* **Your instructions**: Write out each line of the listing as it stands, without the images.

━━━━━━━━━━

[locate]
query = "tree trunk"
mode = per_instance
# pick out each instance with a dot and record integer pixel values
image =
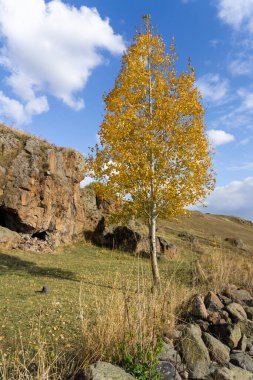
(153, 254)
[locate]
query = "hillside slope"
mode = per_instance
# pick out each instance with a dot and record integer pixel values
(210, 229)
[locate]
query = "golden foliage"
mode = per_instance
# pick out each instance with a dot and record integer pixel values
(153, 150)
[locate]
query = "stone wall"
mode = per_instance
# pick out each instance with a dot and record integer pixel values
(39, 186)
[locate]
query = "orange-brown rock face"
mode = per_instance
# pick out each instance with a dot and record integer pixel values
(39, 186)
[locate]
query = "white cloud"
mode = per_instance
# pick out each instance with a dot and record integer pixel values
(234, 199)
(244, 166)
(51, 48)
(219, 137)
(247, 99)
(241, 65)
(236, 13)
(213, 87)
(12, 109)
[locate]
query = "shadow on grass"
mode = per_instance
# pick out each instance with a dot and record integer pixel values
(12, 264)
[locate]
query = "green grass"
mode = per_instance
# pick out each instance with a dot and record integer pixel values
(23, 310)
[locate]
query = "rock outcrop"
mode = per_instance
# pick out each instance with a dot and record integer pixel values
(200, 347)
(39, 186)
(41, 200)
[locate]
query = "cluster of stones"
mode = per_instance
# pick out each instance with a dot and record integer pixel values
(215, 343)
(28, 243)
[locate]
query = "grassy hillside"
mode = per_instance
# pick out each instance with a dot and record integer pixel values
(210, 229)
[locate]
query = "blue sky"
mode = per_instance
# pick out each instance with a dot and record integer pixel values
(58, 58)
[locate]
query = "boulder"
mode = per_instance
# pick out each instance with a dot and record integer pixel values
(167, 371)
(218, 351)
(242, 345)
(246, 327)
(194, 352)
(227, 333)
(129, 239)
(40, 188)
(198, 308)
(106, 371)
(239, 295)
(243, 360)
(249, 312)
(169, 354)
(8, 238)
(232, 373)
(236, 311)
(213, 302)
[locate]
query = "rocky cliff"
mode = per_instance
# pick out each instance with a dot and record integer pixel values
(39, 187)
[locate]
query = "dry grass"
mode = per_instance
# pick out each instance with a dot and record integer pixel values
(123, 317)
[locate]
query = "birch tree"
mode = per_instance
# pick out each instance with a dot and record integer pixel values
(153, 157)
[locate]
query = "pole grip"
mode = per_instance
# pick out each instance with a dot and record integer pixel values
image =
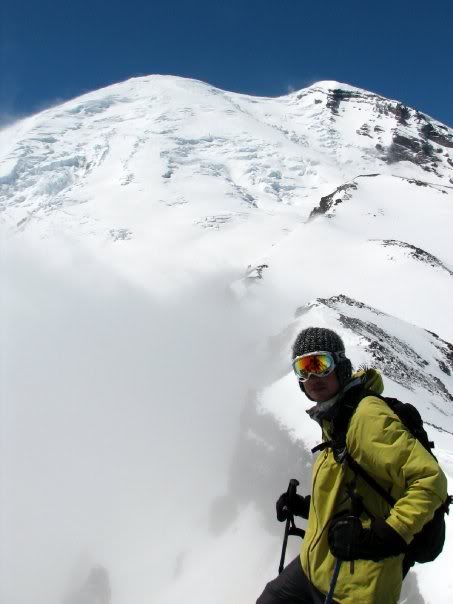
(292, 488)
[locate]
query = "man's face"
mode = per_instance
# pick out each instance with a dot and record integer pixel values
(321, 389)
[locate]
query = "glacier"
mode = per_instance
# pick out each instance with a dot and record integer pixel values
(162, 242)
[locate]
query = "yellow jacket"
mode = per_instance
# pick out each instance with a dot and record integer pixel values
(387, 451)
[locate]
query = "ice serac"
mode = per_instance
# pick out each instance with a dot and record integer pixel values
(216, 157)
(331, 200)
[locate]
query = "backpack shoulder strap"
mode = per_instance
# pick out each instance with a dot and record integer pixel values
(357, 468)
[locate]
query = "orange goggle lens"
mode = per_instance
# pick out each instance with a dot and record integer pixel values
(320, 364)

━━━━━━━━━━

* **Full response**:
[locate]
query = "tree trunk"
mode = per_instance
# pick out each instance with a dot and record integer pixel values
image =
(153, 254)
[locate]
query = "hillside slope"
mode = per_instance
# pick out each instance with a dot and record integer pixel values
(210, 229)
[locate]
query = "golden foliage"
mode = per_instance
# pick out each instance with a dot and record integer pixel values
(153, 150)
[locate]
query = "stone wall"
mode = per_instance
# pick out each instance with a dot and record integer pixel values
(39, 186)
[locate]
query = "orange-brown rock face"
mode = per_instance
# pick out each instance with a dot and record integer pixel values
(39, 186)
[locate]
query = "white cloud"
mode = per_instance
# pick out each instance with a dot and record integer pixel values
(234, 199)
(244, 166)
(51, 48)
(219, 137)
(247, 99)
(241, 65)
(236, 13)
(213, 87)
(12, 109)
[locate]
query = "shadow on grass"
mode = per_instance
# pick out each instance with a dot and record integer pixel values
(12, 264)
[locate]
query = "green grass"
mode = per_instance
# pick out each instance with a dot and record integer pixel values
(23, 310)
[locate]
query = "rock outcrop"
mode = per_instance
# pick out each instance with a dot and record integer pixel values
(200, 347)
(39, 186)
(41, 200)
[locate]
query = "cluster of stones"
mode = per_instance
# pick out each instance with a dot and record integer pixel values
(215, 343)
(28, 243)
[locate]
query = "grassy hillside"
mode = per_instance
# pick out each instance with a dot and record integer pixel values
(210, 229)
[locate]
query = "blue sky"
mode = per_instance
# pick out each instance with a dot and record integer pixel values
(58, 58)
[locate]
query = "boulder"
mode = per_instance
# pick out each instance with a dot and record integer pixel values
(167, 371)
(218, 351)
(242, 345)
(246, 327)
(194, 352)
(227, 333)
(129, 239)
(40, 188)
(198, 308)
(106, 371)
(239, 295)
(243, 360)
(249, 312)
(169, 354)
(8, 238)
(232, 373)
(236, 311)
(213, 302)
[locate]
query = "rocky cliff"
mode = per_instance
# pick out each instance with a dot and record integer pixel values
(39, 187)
[locate]
query = "dry grass"
mode = per_instance
# pick out each instance with a dot and record integer pixel values
(123, 317)
[locate]
query = "birch tree"
mode = per_instance
# pick out each instance with a dot and record integer pixel values
(153, 157)
[locate]
query = "pole grip"
mode = per_instance
# pick out each instance with a dot and record integer pixel values
image =
(292, 488)
[locate]
query = "man's face"
mode = per_instance
# pick out each instance with a dot and record integer pixel values
(321, 389)
[locate]
query = "glacier"
mode = per_instance
# pick out each instance with a dot and record integer pixel values
(162, 242)
[locate]
query = "yellow jacket"
mode = per_instance
# pick out each instance with a dot and record integer pixel values
(387, 451)
[locate]
query = "ice serac"
mode = per_instance
# pick out each instance with a dot and record integer pixel values
(216, 157)
(331, 200)
[locate]
query = "backpack shoulder strap"
mode = per_instance
# pick out each instance with a dot and record integer pixel values
(357, 468)
[locate]
query = "orange goggle lens"
mode = per_instance
# pick out each instance with a dot and record integer pixel values
(320, 364)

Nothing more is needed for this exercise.